_Dataset entries_.
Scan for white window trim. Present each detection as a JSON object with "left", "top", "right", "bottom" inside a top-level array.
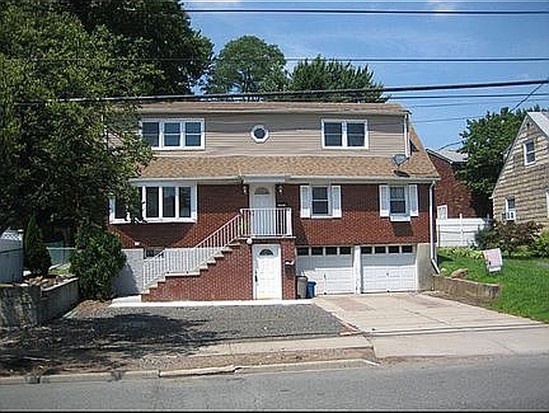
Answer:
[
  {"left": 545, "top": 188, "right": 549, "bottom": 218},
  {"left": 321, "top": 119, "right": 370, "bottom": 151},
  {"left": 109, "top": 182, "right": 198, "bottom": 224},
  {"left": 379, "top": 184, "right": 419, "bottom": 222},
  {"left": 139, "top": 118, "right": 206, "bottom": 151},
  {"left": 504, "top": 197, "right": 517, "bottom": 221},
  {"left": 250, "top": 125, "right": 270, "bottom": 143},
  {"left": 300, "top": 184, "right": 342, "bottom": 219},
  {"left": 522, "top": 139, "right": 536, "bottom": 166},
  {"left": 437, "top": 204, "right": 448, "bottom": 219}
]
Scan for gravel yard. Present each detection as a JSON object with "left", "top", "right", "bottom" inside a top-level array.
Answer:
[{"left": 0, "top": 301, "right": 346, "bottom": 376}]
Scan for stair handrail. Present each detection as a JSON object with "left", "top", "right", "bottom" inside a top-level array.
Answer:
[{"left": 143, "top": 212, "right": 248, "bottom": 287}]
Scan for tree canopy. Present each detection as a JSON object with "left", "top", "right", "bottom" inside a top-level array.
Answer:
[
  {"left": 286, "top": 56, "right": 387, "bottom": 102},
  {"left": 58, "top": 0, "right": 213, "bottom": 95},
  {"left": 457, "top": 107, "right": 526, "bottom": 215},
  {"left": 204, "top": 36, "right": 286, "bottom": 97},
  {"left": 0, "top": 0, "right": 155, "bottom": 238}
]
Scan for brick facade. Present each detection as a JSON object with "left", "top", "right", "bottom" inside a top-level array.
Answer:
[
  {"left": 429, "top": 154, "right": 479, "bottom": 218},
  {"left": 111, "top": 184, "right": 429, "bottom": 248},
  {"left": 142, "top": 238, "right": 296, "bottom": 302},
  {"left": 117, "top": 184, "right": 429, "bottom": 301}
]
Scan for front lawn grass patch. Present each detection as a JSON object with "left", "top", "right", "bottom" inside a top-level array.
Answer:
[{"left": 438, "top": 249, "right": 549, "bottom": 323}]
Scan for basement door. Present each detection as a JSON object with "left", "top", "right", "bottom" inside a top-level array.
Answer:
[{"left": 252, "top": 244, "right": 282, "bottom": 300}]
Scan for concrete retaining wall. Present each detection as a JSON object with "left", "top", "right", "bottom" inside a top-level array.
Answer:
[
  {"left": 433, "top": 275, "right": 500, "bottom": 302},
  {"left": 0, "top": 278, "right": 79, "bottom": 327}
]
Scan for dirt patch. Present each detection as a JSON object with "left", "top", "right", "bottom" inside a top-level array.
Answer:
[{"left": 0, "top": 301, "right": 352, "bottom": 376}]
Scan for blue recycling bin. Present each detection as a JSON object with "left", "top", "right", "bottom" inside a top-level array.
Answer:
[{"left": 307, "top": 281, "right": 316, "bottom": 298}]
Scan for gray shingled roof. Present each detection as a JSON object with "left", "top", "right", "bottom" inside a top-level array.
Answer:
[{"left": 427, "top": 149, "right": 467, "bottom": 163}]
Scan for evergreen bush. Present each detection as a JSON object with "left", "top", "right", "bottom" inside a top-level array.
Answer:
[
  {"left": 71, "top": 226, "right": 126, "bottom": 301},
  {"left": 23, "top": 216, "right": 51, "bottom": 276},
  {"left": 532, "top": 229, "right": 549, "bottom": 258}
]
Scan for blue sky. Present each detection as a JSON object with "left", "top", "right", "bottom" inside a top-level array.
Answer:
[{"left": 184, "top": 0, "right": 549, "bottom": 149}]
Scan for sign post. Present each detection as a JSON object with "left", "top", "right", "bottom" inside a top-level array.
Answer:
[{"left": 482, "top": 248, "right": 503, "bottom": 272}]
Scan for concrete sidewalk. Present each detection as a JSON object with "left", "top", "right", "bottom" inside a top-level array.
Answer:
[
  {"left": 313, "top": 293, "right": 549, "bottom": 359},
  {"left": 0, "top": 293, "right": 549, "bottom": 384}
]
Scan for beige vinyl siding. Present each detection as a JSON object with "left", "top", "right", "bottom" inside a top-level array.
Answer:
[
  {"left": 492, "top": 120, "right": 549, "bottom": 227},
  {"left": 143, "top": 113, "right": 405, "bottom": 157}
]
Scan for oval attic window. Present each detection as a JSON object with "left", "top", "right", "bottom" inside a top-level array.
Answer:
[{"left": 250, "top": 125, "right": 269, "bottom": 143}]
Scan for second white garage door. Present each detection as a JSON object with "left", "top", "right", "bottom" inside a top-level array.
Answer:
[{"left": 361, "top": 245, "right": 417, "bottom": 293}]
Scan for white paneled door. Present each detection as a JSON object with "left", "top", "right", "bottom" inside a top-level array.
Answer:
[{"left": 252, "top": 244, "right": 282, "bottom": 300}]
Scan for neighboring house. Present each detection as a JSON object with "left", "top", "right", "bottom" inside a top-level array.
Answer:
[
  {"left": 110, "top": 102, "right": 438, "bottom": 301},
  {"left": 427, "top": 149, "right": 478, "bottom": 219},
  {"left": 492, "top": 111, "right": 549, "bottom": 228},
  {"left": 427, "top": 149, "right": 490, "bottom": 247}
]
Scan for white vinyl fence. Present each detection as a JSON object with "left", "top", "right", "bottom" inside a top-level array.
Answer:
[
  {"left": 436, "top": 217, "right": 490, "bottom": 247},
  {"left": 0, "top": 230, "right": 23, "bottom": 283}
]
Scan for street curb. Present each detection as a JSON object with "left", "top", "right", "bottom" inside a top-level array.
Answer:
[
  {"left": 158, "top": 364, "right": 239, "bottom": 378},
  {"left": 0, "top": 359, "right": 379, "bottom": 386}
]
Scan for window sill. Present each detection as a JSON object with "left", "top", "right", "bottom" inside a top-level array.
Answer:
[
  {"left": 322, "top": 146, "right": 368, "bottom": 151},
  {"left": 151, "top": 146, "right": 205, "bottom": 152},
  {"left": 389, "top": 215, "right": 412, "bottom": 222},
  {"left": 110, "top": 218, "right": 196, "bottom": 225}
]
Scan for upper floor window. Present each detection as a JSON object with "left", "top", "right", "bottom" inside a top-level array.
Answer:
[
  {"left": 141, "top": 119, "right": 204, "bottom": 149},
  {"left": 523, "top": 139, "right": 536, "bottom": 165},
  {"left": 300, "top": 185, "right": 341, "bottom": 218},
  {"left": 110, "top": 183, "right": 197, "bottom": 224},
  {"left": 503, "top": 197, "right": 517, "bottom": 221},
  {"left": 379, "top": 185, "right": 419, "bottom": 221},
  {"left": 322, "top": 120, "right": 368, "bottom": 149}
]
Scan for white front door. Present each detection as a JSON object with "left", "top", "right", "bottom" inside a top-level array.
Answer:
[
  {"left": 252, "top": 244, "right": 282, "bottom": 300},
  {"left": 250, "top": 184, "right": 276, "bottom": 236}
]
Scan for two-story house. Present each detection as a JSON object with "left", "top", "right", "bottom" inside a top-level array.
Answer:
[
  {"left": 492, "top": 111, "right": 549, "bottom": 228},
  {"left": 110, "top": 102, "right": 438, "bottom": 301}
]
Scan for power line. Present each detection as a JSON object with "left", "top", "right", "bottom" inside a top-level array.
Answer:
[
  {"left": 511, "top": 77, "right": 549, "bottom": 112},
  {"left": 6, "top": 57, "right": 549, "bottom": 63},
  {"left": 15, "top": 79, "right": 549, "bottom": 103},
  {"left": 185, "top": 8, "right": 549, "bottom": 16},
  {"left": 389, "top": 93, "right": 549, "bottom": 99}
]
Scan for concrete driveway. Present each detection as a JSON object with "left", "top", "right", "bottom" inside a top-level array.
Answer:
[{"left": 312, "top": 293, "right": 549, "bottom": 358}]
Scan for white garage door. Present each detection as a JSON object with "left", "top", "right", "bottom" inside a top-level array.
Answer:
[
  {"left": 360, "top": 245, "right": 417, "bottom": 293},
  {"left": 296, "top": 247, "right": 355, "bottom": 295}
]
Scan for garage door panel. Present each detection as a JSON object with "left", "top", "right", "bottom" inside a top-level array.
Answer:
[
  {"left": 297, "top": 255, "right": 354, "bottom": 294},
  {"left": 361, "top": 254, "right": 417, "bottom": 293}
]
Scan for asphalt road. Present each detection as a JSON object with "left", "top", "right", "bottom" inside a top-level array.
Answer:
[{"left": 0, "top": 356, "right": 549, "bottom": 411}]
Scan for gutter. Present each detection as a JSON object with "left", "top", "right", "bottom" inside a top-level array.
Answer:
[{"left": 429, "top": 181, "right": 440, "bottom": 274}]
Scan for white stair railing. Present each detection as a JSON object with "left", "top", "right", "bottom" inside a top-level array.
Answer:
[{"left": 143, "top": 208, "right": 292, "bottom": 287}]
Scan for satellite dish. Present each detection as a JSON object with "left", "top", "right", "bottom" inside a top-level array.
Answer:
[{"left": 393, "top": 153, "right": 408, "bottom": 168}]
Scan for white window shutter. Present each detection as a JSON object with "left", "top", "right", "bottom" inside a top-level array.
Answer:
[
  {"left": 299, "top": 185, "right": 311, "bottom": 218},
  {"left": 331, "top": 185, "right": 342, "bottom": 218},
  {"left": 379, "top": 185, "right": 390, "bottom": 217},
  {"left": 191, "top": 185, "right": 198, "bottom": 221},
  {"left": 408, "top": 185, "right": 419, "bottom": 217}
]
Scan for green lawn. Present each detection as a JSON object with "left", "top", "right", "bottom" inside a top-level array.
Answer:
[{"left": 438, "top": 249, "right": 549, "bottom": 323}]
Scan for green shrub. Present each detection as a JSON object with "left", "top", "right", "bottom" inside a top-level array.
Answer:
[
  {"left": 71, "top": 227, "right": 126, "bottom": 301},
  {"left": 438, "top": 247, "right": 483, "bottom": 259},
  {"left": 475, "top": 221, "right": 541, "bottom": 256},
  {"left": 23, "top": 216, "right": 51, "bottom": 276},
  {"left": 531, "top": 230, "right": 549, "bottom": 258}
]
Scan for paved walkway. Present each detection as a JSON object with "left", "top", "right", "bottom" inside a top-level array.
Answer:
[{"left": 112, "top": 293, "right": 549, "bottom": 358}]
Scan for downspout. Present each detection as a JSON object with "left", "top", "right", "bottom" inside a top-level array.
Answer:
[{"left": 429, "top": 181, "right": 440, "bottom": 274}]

_Task prompt_. Please convert the lines of the records into a JSON list of strings, starting at the line that contains "Scan for white window shutter." and ending at the last line of the records. Make each line its own string, include only those lines, and leave out any blank lines.

_Complete response_.
[
  "Scan for white window shutter. Present each detection as a JSON object with \"left\", \"top\", \"right\", \"bottom\" inside a top-level array.",
  "Answer:",
  "[",
  "  {\"left\": 299, \"top\": 185, \"right\": 311, \"bottom\": 218},",
  "  {\"left\": 331, \"top\": 185, \"right\": 342, \"bottom\": 218},",
  "  {\"left\": 379, \"top\": 185, \"right\": 390, \"bottom\": 217},",
  "  {\"left\": 191, \"top\": 185, \"right\": 198, \"bottom\": 221},",
  "  {\"left\": 408, \"top\": 185, \"right\": 419, \"bottom\": 217}",
  "]",
  "Scan for green lawn. Present each detection as a JSON object with \"left\", \"top\", \"right\", \"bottom\" inside a top-level array.",
  "Answer:",
  "[{\"left\": 438, \"top\": 249, \"right\": 549, \"bottom\": 323}]",
  "Scan for green shrub. Present each detection as a JSON object with \"left\", \"top\", \"right\", \"bottom\" inside a top-level array.",
  "Answer:",
  "[",
  "  {\"left\": 71, \"top\": 227, \"right\": 126, \"bottom\": 301},",
  "  {\"left\": 438, \"top\": 247, \"right\": 483, \"bottom\": 259},",
  "  {\"left\": 475, \"top\": 221, \"right\": 541, \"bottom\": 256},",
  "  {\"left\": 23, \"top\": 216, \"right\": 51, \"bottom\": 276},",
  "  {\"left\": 531, \"top\": 230, \"right\": 549, \"bottom\": 258}",
  "]",
  "Scan for paved walkway. Present each detection as a JSON object with \"left\", \"top\", \"right\", \"bottom\" inside a top-level array.",
  "Answer:",
  "[{\"left\": 112, \"top\": 293, \"right\": 549, \"bottom\": 358}]",
  "Scan for downspout. Present each detection as a JSON object with \"left\", \"top\", \"right\", \"bottom\" inside a top-level array.",
  "Answer:",
  "[{\"left\": 429, \"top\": 181, \"right\": 440, \"bottom\": 274}]"
]